DOCUMENT:
----------

RegretsI recently updated my collection of my favorite xkcd webcomics.

Today I would like to discuss the comic entitled “Regrets”. When I saw this comic, the first thing I did was go to Google to check the numbers. All my numbers were taken on September 9, 2008 at around 3:00 p.m.

Here are the Google hit counts:

  • “I should have kissed her” — 10,600
  • “I shouldn’t have kissed her” — 3,220

The numbers are slightly different than those in the cartoon, but the idea is the same; we regret we didn’t kiss. Does it mean that if you want to kiss someone you should go ahead, or otherwise you would contribute to this pile of regrets? The answer is coming later, but first, let’s see what happens if we change gender:

  • “I should have kissed him” — 3,170
  • “I shouldn’t have kissed him” — 1,240

The same story overall, but for some reason, there are fewer reports by people who either tried or didn’t try to kiss HIM. Is kissing him less interesting or important? Most probably we still expect men to take the initiative in kissing her.

----------

Segmentation labeling entries:

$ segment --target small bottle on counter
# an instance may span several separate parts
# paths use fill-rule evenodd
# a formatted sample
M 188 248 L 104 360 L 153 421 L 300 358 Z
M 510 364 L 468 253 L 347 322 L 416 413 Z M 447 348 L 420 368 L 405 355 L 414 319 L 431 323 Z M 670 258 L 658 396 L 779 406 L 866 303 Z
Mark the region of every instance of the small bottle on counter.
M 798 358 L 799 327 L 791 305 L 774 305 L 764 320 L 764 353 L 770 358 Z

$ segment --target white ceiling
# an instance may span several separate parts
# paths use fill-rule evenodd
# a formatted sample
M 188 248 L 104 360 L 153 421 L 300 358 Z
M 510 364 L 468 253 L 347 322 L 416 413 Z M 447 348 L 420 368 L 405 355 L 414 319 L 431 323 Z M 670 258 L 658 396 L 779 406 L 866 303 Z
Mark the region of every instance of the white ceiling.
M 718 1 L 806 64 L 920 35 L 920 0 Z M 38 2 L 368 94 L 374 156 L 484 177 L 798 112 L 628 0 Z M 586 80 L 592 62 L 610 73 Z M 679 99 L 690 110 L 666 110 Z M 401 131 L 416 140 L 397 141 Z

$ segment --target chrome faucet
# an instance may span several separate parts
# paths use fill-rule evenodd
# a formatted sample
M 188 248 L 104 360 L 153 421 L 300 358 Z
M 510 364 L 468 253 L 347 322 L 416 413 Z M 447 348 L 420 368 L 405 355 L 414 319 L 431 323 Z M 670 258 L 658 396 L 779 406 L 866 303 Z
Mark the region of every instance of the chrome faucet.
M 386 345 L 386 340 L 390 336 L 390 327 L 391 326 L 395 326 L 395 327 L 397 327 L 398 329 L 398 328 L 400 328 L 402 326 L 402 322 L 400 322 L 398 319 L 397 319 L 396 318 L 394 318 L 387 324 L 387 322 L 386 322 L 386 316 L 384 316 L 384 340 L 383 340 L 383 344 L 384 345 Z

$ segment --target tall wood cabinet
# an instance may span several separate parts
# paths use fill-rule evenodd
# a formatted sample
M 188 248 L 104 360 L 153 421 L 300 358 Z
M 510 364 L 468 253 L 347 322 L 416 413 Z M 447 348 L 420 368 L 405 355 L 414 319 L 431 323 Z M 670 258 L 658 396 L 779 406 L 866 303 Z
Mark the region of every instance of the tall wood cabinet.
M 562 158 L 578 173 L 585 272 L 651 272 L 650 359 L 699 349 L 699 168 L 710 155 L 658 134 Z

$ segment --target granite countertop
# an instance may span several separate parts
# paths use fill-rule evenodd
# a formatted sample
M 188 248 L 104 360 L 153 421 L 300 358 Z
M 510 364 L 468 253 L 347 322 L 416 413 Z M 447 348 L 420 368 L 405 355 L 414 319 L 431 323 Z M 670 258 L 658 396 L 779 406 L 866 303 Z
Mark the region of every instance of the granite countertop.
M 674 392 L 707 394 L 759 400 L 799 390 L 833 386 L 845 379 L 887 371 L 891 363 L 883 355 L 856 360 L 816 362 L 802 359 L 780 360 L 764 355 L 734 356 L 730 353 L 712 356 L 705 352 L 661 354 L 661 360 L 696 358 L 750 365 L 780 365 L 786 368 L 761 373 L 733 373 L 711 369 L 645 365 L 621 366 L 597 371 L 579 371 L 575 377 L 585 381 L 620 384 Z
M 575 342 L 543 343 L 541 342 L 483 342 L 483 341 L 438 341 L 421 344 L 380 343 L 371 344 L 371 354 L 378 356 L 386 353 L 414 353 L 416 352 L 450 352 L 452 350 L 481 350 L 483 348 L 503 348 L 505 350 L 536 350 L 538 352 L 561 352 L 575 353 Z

----------

WORK TO COMPLETE: Pick up the post about the xkcd comic "Regrets" after its last sentence and keep writing it.

RESPONSE TO THIS TASK:
Then I checked the genderless case:

  • “I should have kissed you” — 15,700
  • “I shouldn’t have kissed you” — 1,800

Wow. Looks like we really should start kissing each other. Right? But wait. Let’s check the point of view of a kissee, rather than a kisser:

  • “You should have kissed me” — 494
  • “You shouldn’t have kissed me” — 1,020

We see a completely different picture. It is easy to explain why the numbers are smaller: passive people would be less likely to discuss their feelings. But, even so, they claim that they preferred not to be kissed. Maybe it is OK that people mostly regret that they didn’t kiss. After all, if they had tried to kiss, they might not have been greeted with enthusiasm. This leaves you with a choice between your own regrets that you should have kissed and his/her regrets after you did.

I did regret that I hadn’t kissed you, but I so much prefer that I regret not kissing you than you regret being kissed by me. This small research made me feel better. I will not continue regretting any more.